_Work order_. Recast the stretch from the start of the records through the line containing "negative clicks: (340, 428)" as a Markdown table with the columns Row and Line, numbering each line and skipping blank ones. Leave the pictures out of the answer.

_Data in this exercise_.
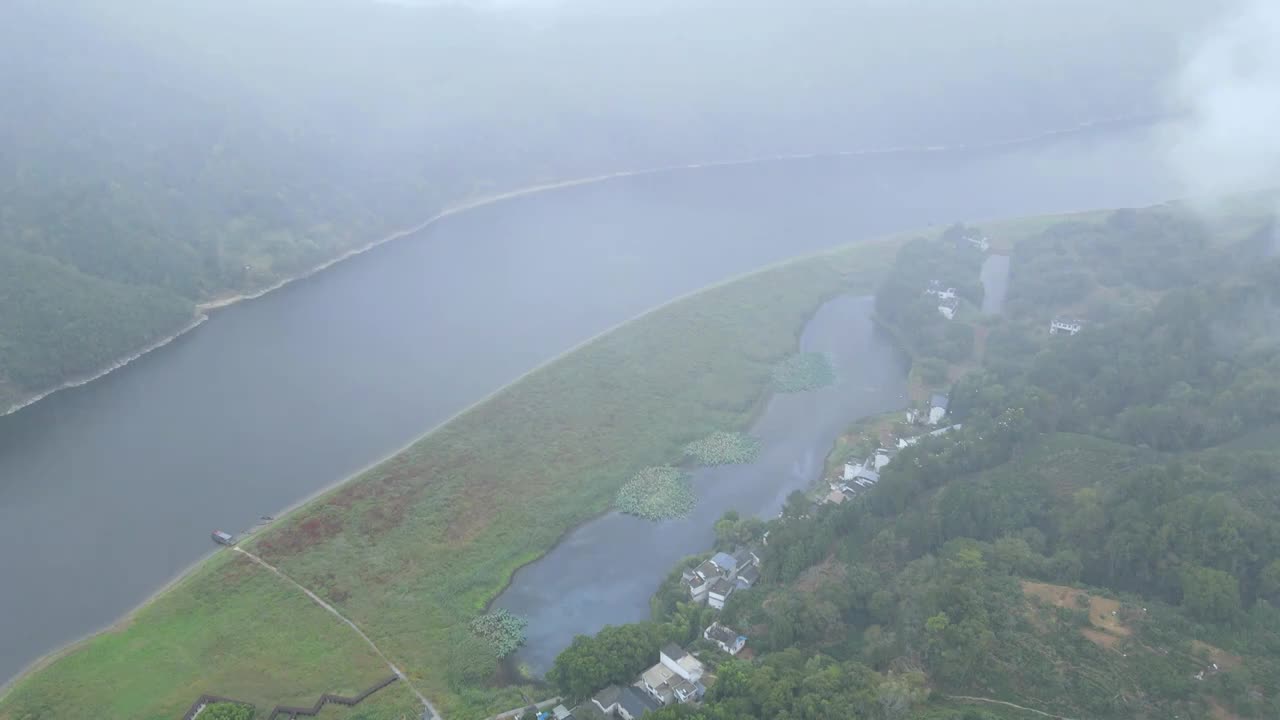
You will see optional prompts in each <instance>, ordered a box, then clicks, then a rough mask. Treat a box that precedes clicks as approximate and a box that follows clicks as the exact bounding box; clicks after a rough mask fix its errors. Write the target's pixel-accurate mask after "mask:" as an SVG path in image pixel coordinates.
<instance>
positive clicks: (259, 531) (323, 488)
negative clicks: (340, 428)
mask: <svg viewBox="0 0 1280 720" xmlns="http://www.w3.org/2000/svg"><path fill="white" fill-rule="evenodd" d="M901 236H902V233H891V234H887V236H881V237H874V238H868V240H863V241H852V242H846V243H841V245H838V246H836V247H828V249H824V250H819V251H815V252H809V254H805V255H799V256H796V258H787V259H785V260H780V261H777V263H771V264H768V265H765V266H763V268H756V269H754V270H748V272H745V273H741V274H737V275H733V277H731V278H726V279H723V281H719V282H717V283H713V284H709V286H704V287H700V288H698V290H694V291H690V292H686V293H684V295H680V296H677V297H673V299H671V300H668V301H666V302H663V304H660V305H655V306H653V307H650V309H648V310H644V311H641V313H639V314H636V315H632V316H631V318H627V319H625V320H622V322H620V323H616V324H613V325H611V327H608V328H605V329H603V331H600V332H599V333H596V334H594V336H591V337H589V338H586V340H584V341H581V342H579V343H577V345H573V346H572V347H570V348H567V350H564V351H563V352H559V354H557V355H556V356H553V357H550V359H548V360H547V361H544V363H541V364H539V365H538V366H535V368H531V369H529V370H526V372H525V373H521V374H520V375H517V377H516V378H513V379H512V380H511V382H508V383H506V384H503V386H502V387H499V388H497V389H494V391H493V392H490V393H488V395H485V396H484V397H481V398H480V400H477V401H475V402H472V404H471V405H467V406H466V407H463V409H461V410H458V411H457V413H454V414H453V415H449V416H448V418H445V419H444V420H442V421H439V423H436V424H435V425H433V427H431V428H429V429H428V430H426V432H424V433H421V434H419V436H417V437H415V438H413V439H411V441H408V442H407V443H404V445H403V446H401V447H397V448H396V450H393V451H390V452H388V454H387V455H384V456H381V457H379V459H376V460H374V461H371V462H369V464H367V465H365V466H362V468H360V469H358V470H356V471H353V473H351V474H348V475H346V477H343V478H340V479H338V480H334V482H333V483H329V484H328V486H325V487H321V488H319V489H316V491H315V492H312V493H310V495H307V496H306V497H302V498H300V500H297V501H296V502H292V503H289V505H287V506H284V507H283V509H280V510H278V511H276V512H274V514H273V516H274V518H275V519H274V520H271V521H269V523H266V524H259V525H255V527H253V528H251V529H248V530H246V532H244V533H242V534H241V536H239V538H238V541H237V546H239V544H246V546H248V547H251V546H252V543H253V541H256V539H257V537H259V536H260V534H261V533H262V530H266V529H269V528H271V527H273V525H275V524H278V523H280V521H283V520H287V519H288V518H289V516H291V515H293V514H294V512H297V511H298V510H301V509H303V507H306V506H307V505H311V503H312V502H317V501H320V500H323V498H324V497H325V496H328V495H330V493H333V492H337V491H338V489H340V488H342V487H343V486H346V484H348V483H351V482H353V480H356V479H358V478H360V477H361V475H364V474H365V473H367V471H370V470H372V469H374V468H378V466H379V465H381V464H383V462H387V461H389V460H393V459H394V457H396V456H398V455H401V454H403V452H404V451H407V450H410V448H411V447H413V446H415V445H417V443H419V442H421V441H424V439H426V438H429V437H431V436H433V434H435V433H436V432H439V430H440V429H443V428H444V427H447V425H449V424H451V423H453V421H454V420H457V419H458V418H462V416H465V415H466V414H468V413H472V411H474V410H476V409H477V407H480V406H481V405H484V404H486V402H489V401H492V400H493V398H495V397H497V396H499V395H500V393H503V392H506V391H507V389H508V388H511V387H512V386H515V384H517V383H520V382H522V380H524V379H526V378H527V377H530V375H532V374H535V373H539V372H541V370H545V369H547V368H550V366H552V365H554V364H556V363H559V361H561V360H563V359H564V357H567V356H570V355H572V354H575V352H579V351H580V350H584V348H586V347H589V346H590V345H593V343H595V342H598V341H600V340H603V338H604V337H607V336H609V334H612V333H613V332H616V331H620V329H622V328H625V327H627V325H630V324H632V323H636V322H640V320H643V319H644V318H646V316H649V315H653V314H657V313H659V311H662V310H664V309H667V307H669V306H672V305H677V304H680V302H685V301H687V300H691V299H695V297H698V296H700V295H703V293H707V292H712V291H714V290H718V288H721V287H724V286H728V284H732V283H735V282H739V281H742V279H746V278H750V277H753V275H758V274H762V273H767V272H771V270H774V269H777V268H781V266H785V265H788V264H792V263H803V261H808V260H813V259H817V258H822V256H824V255H831V254H836V252H840V251H842V250H847V249H849V247H852V246H863V245H874V243H878V242H893V241H895V240H897V238H900V237H901ZM828 301H831V297H828V299H824V300H823V301H822V302H820V304H819V305H818V307H820V306H822V305H823V304H826V302H828ZM815 313H817V310H814V311H813V313H810V315H809V316H808V318H806V320H805V323H806V324H808V322H809V320H812V319H813V314H815ZM800 332H801V333H803V328H801V331H800ZM797 338H799V334H797ZM771 395H772V393H771V392H768V391H767V392H764V393H762V396H760V397H758V398H756V402H755V407H753V409H751V416H753V419H754V418H755V415H756V414H758V413H760V411H762V410H763V405H764V402H767V400H768V397H769V396H771ZM753 421H754V420H753ZM609 511H612V509H609V510H605V512H609ZM600 515H602V514H596V515H591V516H590V518H586V519H584V520H582V521H581V523H577V524H576V525H573V528H570V529H568V530H567V532H566V533H564V534H563V536H561V538H558V539H557V541H556V542H557V543H559V542H562V541H563V539H564V538H566V537H568V534H570V533H572V532H573V530H575V529H577V528H579V527H581V525H584V524H586V523H590V521H591V520H594V519H596V518H599V516H600ZM553 547H554V546H553ZM220 550H227V548H214V550H212V551H210V552H207V553H205V555H202V556H201V557H198V559H197V560H195V561H193V562H192V564H191V565H188V566H186V568H183V569H182V570H179V571H178V573H177V574H175V575H174V577H173V578H170V579H169V580H168V582H165V583H164V584H163V585H160V587H159V588H156V589H155V592H152V593H151V594H148V596H147V597H146V598H145V600H143V601H142V602H140V603H138V605H137V606H136V607H133V609H132V610H129V611H128V612H125V614H124V615H122V616H120V618H119V619H116V620H114V621H111V623H110V624H108V625H104V626H102V628H99V629H97V630H93V632H90V633H86V634H84V635H81V637H79V638H77V639H74V641H70V642H68V643H67V644H63V646H60V647H58V648H55V650H51V651H49V652H46V653H45V655H42V656H40V657H37V659H36V660H33V661H32V662H29V664H28V665H27V666H24V667H23V669H22V670H19V671H18V674H17V675H14V676H13V678H10V679H8V680H5V682H3V683H0V700H4V697H5V696H6V694H8V693H9V692H10V691H13V688H15V687H17V685H18V683H20V682H22V680H24V679H26V678H27V676H29V675H31V674H33V673H37V671H40V670H42V669H44V667H47V666H49V665H50V664H52V662H55V661H58V660H60V659H61V657H63V656H65V655H67V653H69V652H73V651H76V650H77V648H78V647H81V646H82V644H84V643H87V642H90V641H92V639H93V638H96V637H99V635H102V634H106V633H111V632H115V630H118V629H122V628H123V626H125V625H127V624H128V623H131V621H132V620H133V619H134V618H136V616H137V615H138V612H142V611H143V610H146V609H147V607H150V606H151V605H152V603H155V602H156V601H157V600H160V598H163V597H164V596H165V594H168V593H169V592H172V591H173V589H174V588H177V587H178V585H179V584H182V583H183V582H186V580H187V579H188V578H191V577H192V575H193V574H195V573H197V571H200V570H201V569H202V568H204V566H206V565H207V564H209V562H210V561H212V560H215V559H216V557H219V555H220V552H219V551H220ZM547 552H549V550H548V551H544V552H541V553H539V556H538V557H535V559H534V560H530V561H529V562H524V564H521V565H520V566H518V568H516V569H513V570H512V573H511V575H508V578H507V582H506V583H504V584H503V589H504V588H506V587H508V585H509V584H511V580H512V578H515V574H516V571H518V570H520V569H521V568H524V566H525V565H529V564H530V562H534V561H536V560H538V559H539V557H543V556H544V555H547ZM499 594H502V591H498V592H497V593H495V594H494V596H493V597H492V598H489V601H488V602H486V603H485V607H489V606H490V605H492V603H493V601H494V600H495V598H497V597H498V596H499Z"/></svg>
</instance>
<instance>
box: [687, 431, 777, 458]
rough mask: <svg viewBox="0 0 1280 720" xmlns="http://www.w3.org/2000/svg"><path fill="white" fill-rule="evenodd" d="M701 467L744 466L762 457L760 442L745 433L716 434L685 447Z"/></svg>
mask: <svg viewBox="0 0 1280 720" xmlns="http://www.w3.org/2000/svg"><path fill="white" fill-rule="evenodd" d="M685 456H686V457H691V459H694V460H695V461H696V462H698V464H699V465H744V464H748V462H755V459H756V457H759V456H760V441H758V439H755V438H754V437H751V436H749V434H745V433H726V432H716V433H712V434H709V436H707V437H704V438H703V439H699V441H694V442H691V443H689V445H687V446H685Z"/></svg>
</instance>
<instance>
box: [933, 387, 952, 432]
mask: <svg viewBox="0 0 1280 720" xmlns="http://www.w3.org/2000/svg"><path fill="white" fill-rule="evenodd" d="M948 402H950V398H947V396H945V395H942V393H941V392H936V393H933V396H932V397H929V424H931V425H937V424H938V423H941V421H942V418H946V415H947V404H948Z"/></svg>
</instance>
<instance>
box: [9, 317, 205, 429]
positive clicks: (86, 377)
mask: <svg viewBox="0 0 1280 720" xmlns="http://www.w3.org/2000/svg"><path fill="white" fill-rule="evenodd" d="M206 320H209V315H206V314H205V313H201V311H200V307H198V306H197V309H196V316H195V319H193V320H191V322H189V323H187V324H186V325H183V327H182V328H180V329H179V331H178V332H175V333H172V334H168V336H164V337H161V338H160V340H157V341H155V342H152V343H151V345H147V346H145V347H142V350H138V351H137V352H134V354H133V355H129V356H127V357H123V359H120V360H116V361H115V363H111V364H110V365H108V366H106V368H104V369H101V370H97V372H96V373H92V374H86V375H81V377H78V378H72V379H69V380H67V382H64V383H63V384H60V386H58V387H54V388H50V389H46V391H44V392H41V393H38V395H36V396H33V397H31V398H28V400H19V401H18V402H15V404H13V405H12V406H9V409H8V410H5V411H4V413H0V418H5V416H8V415H13V414H14V413H17V411H19V410H22V409H23V407H29V406H32V405H35V404H37V402H40V401H41V400H44V398H46V397H49V396H50V395H54V393H55V392H60V391H64V389H70V388H73V387H81V386H86V384H88V383H91V382H93V380H96V379H99V378H102V377H106V375H109V374H111V373H114V372H115V370H119V369H120V368H123V366H125V365H128V364H129V363H133V361H134V360H137V359H140V357H142V356H143V355H146V354H148V352H151V351H152V350H160V348H161V347H164V346H166V345H169V343H170V342H173V341H175V340H178V338H179V337H182V336H184V334H187V333H189V332H191V331H193V329H196V328H198V327H200V325H202V324H205V322H206Z"/></svg>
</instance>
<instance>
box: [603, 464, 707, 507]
mask: <svg viewBox="0 0 1280 720" xmlns="http://www.w3.org/2000/svg"><path fill="white" fill-rule="evenodd" d="M696 501H698V498H696V497H695V496H694V488H692V486H691V484H690V482H689V474H687V473H682V471H681V470H678V469H676V468H669V466H660V468H645V469H644V470H640V471H639V473H636V477H634V478H631V479H630V480H627V484H625V486H622V488H621V489H620V491H618V497H617V502H616V505H617V507H618V510H621V511H623V512H627V514H631V515H637V516H640V518H644V519H646V520H664V519H667V518H684V516H685V515H689V512H690V511H691V510H692V509H694V503H695V502H696Z"/></svg>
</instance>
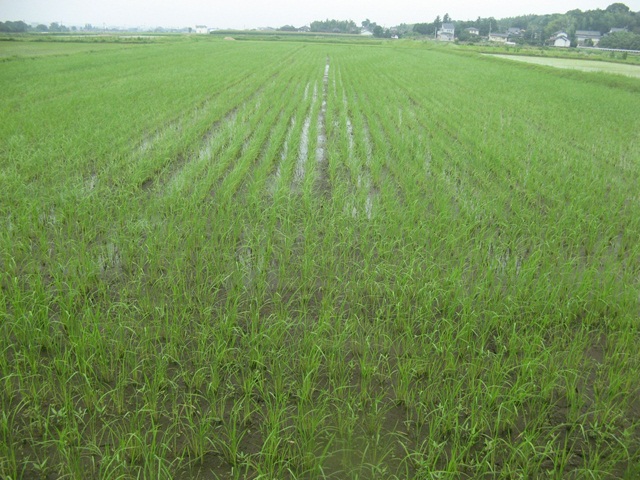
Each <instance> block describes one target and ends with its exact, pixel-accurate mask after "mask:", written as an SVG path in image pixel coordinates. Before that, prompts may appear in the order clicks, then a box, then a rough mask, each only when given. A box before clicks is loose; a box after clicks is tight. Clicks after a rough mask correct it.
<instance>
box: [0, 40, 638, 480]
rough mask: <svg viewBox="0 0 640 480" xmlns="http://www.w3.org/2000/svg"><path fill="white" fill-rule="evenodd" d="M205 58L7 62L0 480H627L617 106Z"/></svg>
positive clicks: (227, 43)
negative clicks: (494, 478)
mask: <svg viewBox="0 0 640 480" xmlns="http://www.w3.org/2000/svg"><path fill="white" fill-rule="evenodd" d="M195 37H196V36H192V37H185V38H181V37H175V40H174V39H173V37H172V38H170V39H166V40H165V41H163V42H162V43H160V42H156V43H150V44H147V45H116V44H112V45H109V47H108V48H103V49H97V48H96V49H94V46H93V45H92V46H90V47H91V51H82V50H81V49H80V48H79V47H78V48H76V50H73V51H72V50H69V51H68V52H67V53H69V55H66V54H65V55H55V54H53V53H52V52H61V50H56V49H58V48H59V47H60V45H58V44H49V45H48V44H46V42H42V44H40V43H36V42H34V44H33V45H28V48H26V49H25V48H23V47H24V46H21V45H15V46H14V47H15V48H14V50H11V48H10V46H7V45H0V47H2V48H3V49H4V50H3V51H4V52H5V54H6V59H5V60H4V61H2V63H1V68H0V89H2V96H1V97H0V119H1V121H0V478H3V479H18V478H23V479H31V478H38V479H46V480H48V479H58V478H69V479H78V480H80V479H82V480H86V479H128V478H140V479H170V478H171V479H198V478H201V479H217V478H220V479H237V480H240V479H256V480H257V479H278V480H279V479H291V480H293V479H306V480H312V479H313V480H314V479H324V478H327V479H356V478H358V479H385V480H386V479H398V480H399V479H403V480H404V479H409V478H416V479H430V478H434V479H435V478H443V479H449V478H454V479H475V478H487V479H488V478H504V479H507V478H558V479H560V478H629V479H632V478H638V477H639V475H638V474H639V473H640V401H639V399H640V360H639V356H638V344H639V342H640V327H639V326H638V318H639V315H640V242H638V238H640V215H638V211H639V206H640V197H639V194H638V185H639V184H640V118H639V116H638V112H639V111H640V95H638V94H637V92H636V91H633V88H627V87H628V86H629V84H631V85H635V83H636V81H635V80H633V79H627V78H615V79H614V80H615V81H614V82H612V81H610V80H611V77H610V76H607V75H584V74H576V75H574V74H571V75H565V76H563V75H558V72H557V71H553V70H551V69H535V70H536V72H535V75H532V72H531V70H532V69H531V68H523V67H522V66H515V67H514V64H509V63H507V62H504V61H502V60H498V59H494V58H485V57H480V56H475V55H460V54H459V50H456V47H452V48H448V47H447V48H441V47H438V46H434V44H433V43H427V42H424V43H423V42H397V41H394V42H391V41H390V42H387V43H379V44H378V43H371V44H366V46H365V45H363V44H361V43H353V44H349V43H348V41H345V40H343V41H341V43H336V44H330V43H327V42H326V40H325V39H321V40H319V41H318V43H314V42H313V41H310V40H309V39H305V41H304V42H298V41H296V40H295V37H288V38H287V41H278V40H277V39H278V37H277V36H273V37H271V40H270V41H263V42H260V41H253V40H249V39H245V40H243V41H236V42H228V41H224V40H223V39H220V38H214V37H213V36H204V35H203V36H198V37H202V38H195ZM305 38H306V37H305ZM320 42H322V43H320ZM358 42H364V40H358ZM379 42H380V41H379ZM5 43H7V44H8V43H12V42H5ZM13 43H16V44H17V43H19V42H13ZM80 47H82V48H84V47H85V46H84V45H81V46H80ZM28 51H30V52H32V53H34V55H33V56H34V57H35V58H24V56H20V55H23V53H25V52H28ZM20 52H22V53H20ZM38 53H40V55H38ZM71 53H73V54H71ZM509 58H513V57H509ZM563 62H564V63H567V61H563ZM603 65H605V64H598V66H603ZM587 77H588V78H587ZM619 85H621V86H619Z"/></svg>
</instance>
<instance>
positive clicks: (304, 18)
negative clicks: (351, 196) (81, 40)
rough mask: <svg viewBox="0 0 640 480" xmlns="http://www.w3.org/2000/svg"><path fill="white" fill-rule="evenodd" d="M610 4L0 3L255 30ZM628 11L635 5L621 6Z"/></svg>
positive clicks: (20, 11) (196, 1) (21, 1)
mask: <svg viewBox="0 0 640 480" xmlns="http://www.w3.org/2000/svg"><path fill="white" fill-rule="evenodd" d="M612 3H616V2H615V1H613V0H518V1H505V0H483V1H477V0H449V1H439V2H438V1H431V2H425V1H424V0H320V1H319V0H314V1H308V0H271V1H268V2H267V1H263V0H226V1H220V0H0V21H6V20H11V21H18V20H23V21H25V22H27V23H32V22H38V23H44V24H46V25H48V24H50V23H52V22H58V23H62V24H64V25H67V26H72V25H76V26H83V25H85V24H87V23H90V24H92V25H94V26H103V25H106V26H121V27H139V26H144V27H155V26H163V27H177V28H180V27H188V26H194V25H196V24H199V25H200V24H202V25H207V26H208V27H211V28H239V29H243V28H260V27H267V26H270V27H280V26H283V25H293V26H296V27H300V26H302V25H308V24H309V23H311V22H312V21H314V20H326V19H337V20H353V21H355V22H356V24H358V25H360V22H362V20H365V19H369V20H371V21H372V22H376V23H378V24H380V25H383V26H386V27H391V26H394V25H398V24H400V23H417V22H432V21H433V20H434V19H435V18H436V16H437V15H440V16H441V17H442V16H443V15H444V14H445V13H448V14H449V15H450V16H451V18H452V19H453V20H474V19H476V18H477V17H495V18H506V17H514V16H518V15H526V14H547V13H565V12H567V11H569V10H574V9H580V10H583V11H584V10H595V9H598V8H600V9H605V8H606V7H607V6H608V5H610V4H612ZM620 3H624V4H625V5H627V6H628V7H629V8H630V9H631V10H632V11H638V10H640V0H630V1H625V2H620Z"/></svg>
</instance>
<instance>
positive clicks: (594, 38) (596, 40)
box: [576, 30, 602, 47]
mask: <svg viewBox="0 0 640 480" xmlns="http://www.w3.org/2000/svg"><path fill="white" fill-rule="evenodd" d="M601 38H602V35H600V32H598V31H595V30H576V43H577V44H578V45H591V46H593V47H595V46H597V45H598V43H599V42H600V39H601Z"/></svg>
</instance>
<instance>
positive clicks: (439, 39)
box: [436, 23, 456, 42]
mask: <svg viewBox="0 0 640 480" xmlns="http://www.w3.org/2000/svg"><path fill="white" fill-rule="evenodd" d="M436 38H437V39H438V40H440V41H441V42H453V41H454V40H455V38H456V27H455V25H454V24H453V23H443V24H442V27H440V28H439V29H438V32H437V33H436Z"/></svg>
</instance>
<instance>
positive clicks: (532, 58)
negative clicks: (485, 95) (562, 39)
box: [497, 55, 640, 78]
mask: <svg viewBox="0 0 640 480" xmlns="http://www.w3.org/2000/svg"><path fill="white" fill-rule="evenodd" d="M497 56H499V57H502V58H508V59H512V60H518V61H521V62H528V63H533V64H535V65H546V66H549V67H556V68H568V69H573V70H581V71H584V72H605V73H613V74H617V75H628V76H630V77H636V78H640V66H638V65H624V64H620V63H609V62H602V61H594V60H577V59H568V58H541V57H529V56H520V55H497Z"/></svg>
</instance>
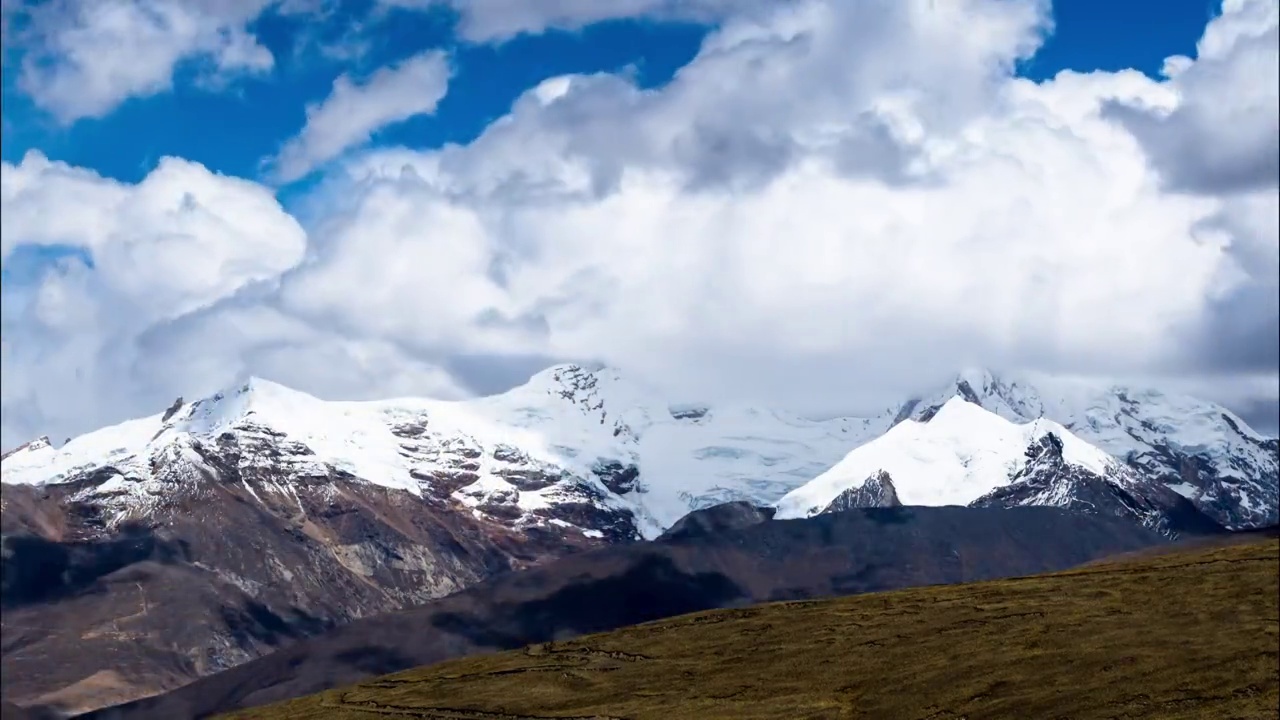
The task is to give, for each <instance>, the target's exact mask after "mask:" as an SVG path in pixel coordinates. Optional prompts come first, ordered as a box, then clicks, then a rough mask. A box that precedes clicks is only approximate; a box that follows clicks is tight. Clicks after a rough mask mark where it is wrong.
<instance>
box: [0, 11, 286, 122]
mask: <svg viewBox="0 0 1280 720" xmlns="http://www.w3.org/2000/svg"><path fill="white" fill-rule="evenodd" d="M270 3H271V0H216V1H205V0H54V1H50V3H44V4H37V5H35V6H32V8H26V9H24V12H26V13H27V14H28V15H29V20H31V22H29V23H28V27H27V28H26V29H24V31H23V32H22V33H20V37H18V38H15V40H17V41H18V45H19V49H20V51H22V53H23V58H22V72H20V76H19V86H20V87H22V90H23V91H24V92H26V94H28V95H29V96H31V97H32V100H33V101H35V102H36V105H38V106H40V108H42V109H45V110H47V111H49V113H51V114H52V115H54V117H55V118H56V119H58V120H59V122H63V123H72V122H74V120H77V119H79V118H100V117H102V115H106V114H108V113H110V111H111V110H114V109H115V108H116V106H118V105H119V104H120V102H123V101H125V100H128V99H131V97H146V96H150V95H155V94H159V92H164V91H166V90H169V88H170V87H172V85H173V76H174V69H175V67H177V65H178V64H179V63H183V61H188V60H193V61H198V63H202V64H204V65H205V67H204V68H202V73H201V77H202V79H204V82H206V83H211V85H220V83H224V82H227V79H228V78H232V77H236V76H241V74H246V73H264V72H268V70H270V69H271V68H273V65H274V59H273V56H271V53H270V51H269V50H268V49H266V47H264V46H262V45H261V44H260V42H259V41H257V38H256V37H253V36H252V35H251V33H250V32H248V29H247V26H248V23H250V22H252V20H253V19H255V18H256V17H257V15H259V14H261V12H262V10H264V9H265V8H266V6H268V5H270ZM13 12H17V9H14V10H13ZM6 40H10V38H9V37H6Z"/></svg>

_Response_.
| Row | Line |
|---|---|
| 1 | You will see optional prompts in each <instance>, ordered a box, then clicks, then a rough mask. Treat a box that precedes clicks as approximate and a box that follows clicks as the exact bounding box; clicks after a rough mask fix its errors. Write the target's pixel-accurate mask after "mask:" as an SVG path in image pixel coordinates. |
| 2 | <instance> |
| 3 | positive clicks: (259, 531) (323, 488) |
| 4 | negative clicks: (340, 428) |